EXCERPTED TEXT:
-*-*-

A business letter would have the subject below the salutation.
Underlined, if handwritten or typed, or 'bold' if modern office
equipment is used. Then the body of the message would start after a
single blank line.

>>>What I remember hearing is that this varies in the US, dependent on
>>>the part of the country and also whether the letter is personal or
>>>official. There was something about using a colon instead of a comma
>>>to avoid offending, or not using any punctuation after the
>>>salutation, or ... Do you see my problem? I remember hearing
>>>something years ago and that's about all.
>>>
>>>Is there a safe and friendly approach that I can take for an email
>>>response in the US?

Email messages aren't letters. If you can, look at business emails sent
to you by people you want to do business with to see what they think is
acceptable.

-*-*-

DATA SHOWN:
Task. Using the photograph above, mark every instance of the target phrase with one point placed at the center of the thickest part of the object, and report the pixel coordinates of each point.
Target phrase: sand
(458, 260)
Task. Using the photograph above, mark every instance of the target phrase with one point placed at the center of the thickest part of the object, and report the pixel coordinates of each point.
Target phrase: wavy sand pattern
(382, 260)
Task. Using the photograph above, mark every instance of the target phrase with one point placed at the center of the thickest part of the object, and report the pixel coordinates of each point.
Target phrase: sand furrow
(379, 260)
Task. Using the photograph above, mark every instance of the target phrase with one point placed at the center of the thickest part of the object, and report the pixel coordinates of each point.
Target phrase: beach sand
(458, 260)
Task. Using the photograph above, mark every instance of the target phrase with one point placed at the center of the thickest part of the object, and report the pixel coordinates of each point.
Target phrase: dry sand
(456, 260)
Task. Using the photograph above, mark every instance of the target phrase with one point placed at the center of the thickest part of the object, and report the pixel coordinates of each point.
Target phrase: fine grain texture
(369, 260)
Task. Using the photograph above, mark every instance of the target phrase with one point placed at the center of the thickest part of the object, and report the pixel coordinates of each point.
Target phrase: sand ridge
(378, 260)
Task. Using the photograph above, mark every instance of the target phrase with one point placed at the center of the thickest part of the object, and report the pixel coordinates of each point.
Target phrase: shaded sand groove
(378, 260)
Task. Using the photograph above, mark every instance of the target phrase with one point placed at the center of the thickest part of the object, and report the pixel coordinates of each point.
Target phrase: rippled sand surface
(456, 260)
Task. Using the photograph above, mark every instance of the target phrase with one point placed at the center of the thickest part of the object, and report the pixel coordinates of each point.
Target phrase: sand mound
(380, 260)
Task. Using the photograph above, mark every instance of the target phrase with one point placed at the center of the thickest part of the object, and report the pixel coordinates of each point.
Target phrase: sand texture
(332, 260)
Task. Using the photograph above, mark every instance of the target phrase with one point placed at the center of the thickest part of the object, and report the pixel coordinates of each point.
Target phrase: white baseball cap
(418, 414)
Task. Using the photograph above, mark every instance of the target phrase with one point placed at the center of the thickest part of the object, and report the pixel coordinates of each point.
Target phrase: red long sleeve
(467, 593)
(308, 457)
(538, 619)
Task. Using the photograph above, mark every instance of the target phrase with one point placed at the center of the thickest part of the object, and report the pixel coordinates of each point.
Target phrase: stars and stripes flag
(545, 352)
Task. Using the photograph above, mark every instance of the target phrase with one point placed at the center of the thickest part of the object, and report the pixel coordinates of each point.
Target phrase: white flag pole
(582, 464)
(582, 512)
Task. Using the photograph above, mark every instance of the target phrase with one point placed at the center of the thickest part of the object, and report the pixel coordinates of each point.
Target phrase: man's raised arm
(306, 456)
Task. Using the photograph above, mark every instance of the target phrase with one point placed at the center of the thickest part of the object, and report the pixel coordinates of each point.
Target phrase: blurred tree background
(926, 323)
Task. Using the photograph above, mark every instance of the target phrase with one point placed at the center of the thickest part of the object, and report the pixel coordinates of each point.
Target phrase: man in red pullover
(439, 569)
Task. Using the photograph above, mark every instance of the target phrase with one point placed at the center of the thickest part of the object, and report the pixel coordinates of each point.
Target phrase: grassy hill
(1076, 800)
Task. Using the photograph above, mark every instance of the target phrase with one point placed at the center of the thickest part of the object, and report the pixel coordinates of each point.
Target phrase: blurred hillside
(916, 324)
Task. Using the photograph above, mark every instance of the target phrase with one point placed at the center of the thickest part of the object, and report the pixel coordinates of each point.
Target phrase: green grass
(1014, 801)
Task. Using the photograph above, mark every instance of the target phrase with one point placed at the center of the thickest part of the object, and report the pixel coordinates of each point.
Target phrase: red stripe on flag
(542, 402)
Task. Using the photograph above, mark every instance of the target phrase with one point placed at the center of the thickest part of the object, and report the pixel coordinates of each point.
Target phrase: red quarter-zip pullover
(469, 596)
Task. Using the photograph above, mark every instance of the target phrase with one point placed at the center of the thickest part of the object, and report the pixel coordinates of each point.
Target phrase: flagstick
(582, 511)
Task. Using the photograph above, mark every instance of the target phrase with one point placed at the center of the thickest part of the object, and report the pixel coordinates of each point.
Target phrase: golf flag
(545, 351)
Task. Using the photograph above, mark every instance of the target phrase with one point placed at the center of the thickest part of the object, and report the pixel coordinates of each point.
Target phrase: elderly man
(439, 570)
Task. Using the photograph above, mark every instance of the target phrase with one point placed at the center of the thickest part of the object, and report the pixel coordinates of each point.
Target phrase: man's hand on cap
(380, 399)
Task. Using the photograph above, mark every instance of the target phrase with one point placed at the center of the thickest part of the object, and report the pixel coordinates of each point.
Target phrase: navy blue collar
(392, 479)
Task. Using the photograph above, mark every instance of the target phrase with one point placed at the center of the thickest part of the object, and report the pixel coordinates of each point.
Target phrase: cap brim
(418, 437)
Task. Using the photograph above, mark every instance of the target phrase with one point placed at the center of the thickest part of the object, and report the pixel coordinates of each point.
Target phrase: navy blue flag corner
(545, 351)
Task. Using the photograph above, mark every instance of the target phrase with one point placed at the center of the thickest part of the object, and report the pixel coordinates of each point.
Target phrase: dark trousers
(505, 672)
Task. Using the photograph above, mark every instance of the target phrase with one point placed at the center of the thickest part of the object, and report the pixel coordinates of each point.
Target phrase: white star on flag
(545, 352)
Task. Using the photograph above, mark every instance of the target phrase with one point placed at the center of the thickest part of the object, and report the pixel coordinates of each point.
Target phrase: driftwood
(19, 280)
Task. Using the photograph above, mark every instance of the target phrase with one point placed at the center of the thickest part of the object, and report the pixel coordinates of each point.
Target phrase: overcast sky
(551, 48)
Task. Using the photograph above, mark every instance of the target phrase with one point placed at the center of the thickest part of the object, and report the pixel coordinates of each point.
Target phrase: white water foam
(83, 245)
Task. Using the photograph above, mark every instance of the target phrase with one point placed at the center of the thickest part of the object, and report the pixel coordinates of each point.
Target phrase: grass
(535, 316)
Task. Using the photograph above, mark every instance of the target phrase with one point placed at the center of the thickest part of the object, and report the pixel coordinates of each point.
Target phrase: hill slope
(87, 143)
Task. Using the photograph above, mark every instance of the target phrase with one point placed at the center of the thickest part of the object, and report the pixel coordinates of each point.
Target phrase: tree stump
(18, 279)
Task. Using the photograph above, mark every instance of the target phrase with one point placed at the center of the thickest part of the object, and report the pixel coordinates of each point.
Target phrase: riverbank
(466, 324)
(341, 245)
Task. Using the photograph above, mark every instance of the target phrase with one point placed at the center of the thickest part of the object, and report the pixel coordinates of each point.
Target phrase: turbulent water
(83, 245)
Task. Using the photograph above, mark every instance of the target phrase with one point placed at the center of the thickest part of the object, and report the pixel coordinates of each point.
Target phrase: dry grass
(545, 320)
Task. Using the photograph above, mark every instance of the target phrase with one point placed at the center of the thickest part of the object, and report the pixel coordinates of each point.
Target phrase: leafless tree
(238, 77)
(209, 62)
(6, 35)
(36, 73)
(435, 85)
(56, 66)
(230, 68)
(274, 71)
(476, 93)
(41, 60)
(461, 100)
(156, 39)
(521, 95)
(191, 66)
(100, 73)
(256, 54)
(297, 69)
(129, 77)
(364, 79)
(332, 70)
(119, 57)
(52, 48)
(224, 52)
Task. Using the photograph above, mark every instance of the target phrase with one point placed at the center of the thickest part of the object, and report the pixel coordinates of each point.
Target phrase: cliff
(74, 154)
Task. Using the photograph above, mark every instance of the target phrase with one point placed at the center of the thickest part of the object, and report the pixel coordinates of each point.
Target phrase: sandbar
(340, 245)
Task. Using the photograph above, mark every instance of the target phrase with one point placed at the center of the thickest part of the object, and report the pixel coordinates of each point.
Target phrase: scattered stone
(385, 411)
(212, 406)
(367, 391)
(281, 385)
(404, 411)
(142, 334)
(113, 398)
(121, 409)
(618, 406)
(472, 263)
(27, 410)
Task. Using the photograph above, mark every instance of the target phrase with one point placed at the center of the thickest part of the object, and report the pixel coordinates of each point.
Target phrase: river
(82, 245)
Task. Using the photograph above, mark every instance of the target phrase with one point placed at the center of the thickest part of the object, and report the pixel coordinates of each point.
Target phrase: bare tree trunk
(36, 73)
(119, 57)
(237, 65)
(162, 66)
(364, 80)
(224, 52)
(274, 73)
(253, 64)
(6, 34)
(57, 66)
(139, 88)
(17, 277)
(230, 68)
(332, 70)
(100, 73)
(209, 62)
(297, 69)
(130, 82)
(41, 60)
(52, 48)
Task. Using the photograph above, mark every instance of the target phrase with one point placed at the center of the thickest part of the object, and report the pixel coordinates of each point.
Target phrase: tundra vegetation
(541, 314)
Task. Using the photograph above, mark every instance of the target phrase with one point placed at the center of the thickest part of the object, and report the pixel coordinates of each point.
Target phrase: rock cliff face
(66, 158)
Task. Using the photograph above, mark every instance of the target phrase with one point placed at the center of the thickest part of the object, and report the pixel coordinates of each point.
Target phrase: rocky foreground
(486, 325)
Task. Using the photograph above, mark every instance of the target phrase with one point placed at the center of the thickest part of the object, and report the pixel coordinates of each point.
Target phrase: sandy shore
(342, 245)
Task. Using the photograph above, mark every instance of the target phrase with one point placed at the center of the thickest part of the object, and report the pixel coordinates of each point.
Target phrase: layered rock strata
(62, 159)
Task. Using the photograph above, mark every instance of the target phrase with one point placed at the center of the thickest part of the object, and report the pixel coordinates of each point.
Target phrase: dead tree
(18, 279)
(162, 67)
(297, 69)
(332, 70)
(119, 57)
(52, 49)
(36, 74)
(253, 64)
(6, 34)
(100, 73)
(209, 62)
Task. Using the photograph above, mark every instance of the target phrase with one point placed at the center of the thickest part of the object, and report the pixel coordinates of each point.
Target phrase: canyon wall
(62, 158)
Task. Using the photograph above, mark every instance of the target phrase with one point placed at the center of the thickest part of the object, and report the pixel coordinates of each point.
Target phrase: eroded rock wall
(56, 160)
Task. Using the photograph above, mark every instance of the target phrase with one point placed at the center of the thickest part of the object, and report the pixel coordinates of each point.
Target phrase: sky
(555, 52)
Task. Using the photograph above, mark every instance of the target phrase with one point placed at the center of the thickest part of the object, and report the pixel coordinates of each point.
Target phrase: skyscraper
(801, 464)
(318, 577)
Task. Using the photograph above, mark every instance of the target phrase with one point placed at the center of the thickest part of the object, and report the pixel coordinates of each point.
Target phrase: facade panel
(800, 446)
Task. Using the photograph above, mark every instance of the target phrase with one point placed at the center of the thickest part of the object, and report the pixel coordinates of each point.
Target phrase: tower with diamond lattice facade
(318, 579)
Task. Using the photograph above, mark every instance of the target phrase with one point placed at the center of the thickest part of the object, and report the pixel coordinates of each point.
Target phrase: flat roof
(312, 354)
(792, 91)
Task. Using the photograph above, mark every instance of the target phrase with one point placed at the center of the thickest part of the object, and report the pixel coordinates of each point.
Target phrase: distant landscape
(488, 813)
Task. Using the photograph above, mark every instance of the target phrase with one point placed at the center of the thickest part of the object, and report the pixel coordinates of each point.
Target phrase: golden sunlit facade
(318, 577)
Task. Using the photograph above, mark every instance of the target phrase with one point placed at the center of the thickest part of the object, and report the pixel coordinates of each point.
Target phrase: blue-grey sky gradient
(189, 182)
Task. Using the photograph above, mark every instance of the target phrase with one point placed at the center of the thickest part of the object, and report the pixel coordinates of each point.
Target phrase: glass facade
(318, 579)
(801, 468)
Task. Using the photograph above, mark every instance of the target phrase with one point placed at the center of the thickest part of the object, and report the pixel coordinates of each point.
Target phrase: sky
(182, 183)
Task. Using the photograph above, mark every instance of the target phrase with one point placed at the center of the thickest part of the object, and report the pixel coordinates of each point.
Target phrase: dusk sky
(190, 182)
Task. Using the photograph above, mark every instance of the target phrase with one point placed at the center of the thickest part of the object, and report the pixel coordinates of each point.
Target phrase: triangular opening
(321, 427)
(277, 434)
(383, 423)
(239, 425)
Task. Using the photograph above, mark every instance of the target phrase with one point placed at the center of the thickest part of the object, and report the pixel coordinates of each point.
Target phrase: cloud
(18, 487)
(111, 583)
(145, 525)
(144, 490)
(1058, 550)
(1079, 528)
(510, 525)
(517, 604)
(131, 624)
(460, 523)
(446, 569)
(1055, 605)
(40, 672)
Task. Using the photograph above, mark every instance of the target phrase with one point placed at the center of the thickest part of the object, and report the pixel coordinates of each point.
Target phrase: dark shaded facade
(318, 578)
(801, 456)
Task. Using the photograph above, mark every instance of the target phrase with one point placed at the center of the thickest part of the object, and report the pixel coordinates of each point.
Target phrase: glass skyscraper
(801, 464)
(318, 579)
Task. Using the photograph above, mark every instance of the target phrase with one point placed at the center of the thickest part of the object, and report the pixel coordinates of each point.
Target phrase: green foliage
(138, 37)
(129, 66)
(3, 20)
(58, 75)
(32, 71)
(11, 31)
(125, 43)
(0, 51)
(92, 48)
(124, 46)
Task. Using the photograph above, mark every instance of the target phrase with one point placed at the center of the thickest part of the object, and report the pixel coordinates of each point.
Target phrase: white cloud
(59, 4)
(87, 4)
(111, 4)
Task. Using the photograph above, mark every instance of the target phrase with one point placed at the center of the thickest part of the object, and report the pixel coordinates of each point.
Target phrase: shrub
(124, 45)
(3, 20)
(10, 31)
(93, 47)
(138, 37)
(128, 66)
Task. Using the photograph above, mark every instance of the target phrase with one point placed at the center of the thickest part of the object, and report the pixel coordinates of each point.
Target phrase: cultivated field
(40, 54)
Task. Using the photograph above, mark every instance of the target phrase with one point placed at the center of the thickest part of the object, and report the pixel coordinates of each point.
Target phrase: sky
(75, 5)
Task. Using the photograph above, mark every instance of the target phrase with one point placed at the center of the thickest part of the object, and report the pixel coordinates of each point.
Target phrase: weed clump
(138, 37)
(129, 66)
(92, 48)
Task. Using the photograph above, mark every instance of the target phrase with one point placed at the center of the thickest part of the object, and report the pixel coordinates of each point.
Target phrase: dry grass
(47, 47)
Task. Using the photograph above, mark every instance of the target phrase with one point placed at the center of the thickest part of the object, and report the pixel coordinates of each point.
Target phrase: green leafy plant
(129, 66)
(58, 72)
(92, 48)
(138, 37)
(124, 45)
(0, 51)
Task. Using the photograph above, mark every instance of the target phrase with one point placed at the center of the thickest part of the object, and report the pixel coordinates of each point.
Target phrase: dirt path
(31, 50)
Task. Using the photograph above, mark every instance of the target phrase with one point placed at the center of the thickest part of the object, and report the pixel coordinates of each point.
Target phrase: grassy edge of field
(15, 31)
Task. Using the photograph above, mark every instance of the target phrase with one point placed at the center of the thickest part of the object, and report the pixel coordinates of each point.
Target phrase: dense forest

-*-*-

THINGS TO DO:
1. According to the excerpt on letter and email salutations, how should the subject of a business letter be marked when modern office equipment is used?
2. Continue the excerpt on letter and email salutations from the point where it stops.

EXPECTED RESULTS:
1. It should be in bold.

2.
Usenet articles such as most of those in this group show what is
probably the best way of composing email messages - although many email
users (and even designers of email software) are confused by anything
other than top-posted replies with almost all earlier messages quoted
(or seeming to be quoted) below. And far too many people seem to think
that HTML or 'rich text formatting' is appropriate in emails (it isn't).

>>>The company is trying to establish a collegial,
>>>almost matey relationship with customers via social media, which may
>>>or may not play a role in getting this right.
>>>
>>>Thanks!

"Social media" seem to be much less formal in style than even the most
casual note. Emails should be more formal than that. Better to err on
the side of formality rather than risk offence with premature
familiarity.

>> A business letter in the US would normally have "Dear Ms Recipient:"
>> or "Dear Ms. Recipient:".
>
>> The colon is standard, but the period/full stop after "Ms" or "Mr" is
>> not. It would be included or dropped solely on the preference of the
>> writer.
>
> I've never seen that use of a colon on this side of the Pond.

Nor have I.

Companies concerned about "image" and "style" usually design a "house
style" of their own for all communication and documents, often extending
to such details as typeface, colours, margins, and line spacing, let
alone punctuation, spelling, use of technical terms or jargon, and so
on.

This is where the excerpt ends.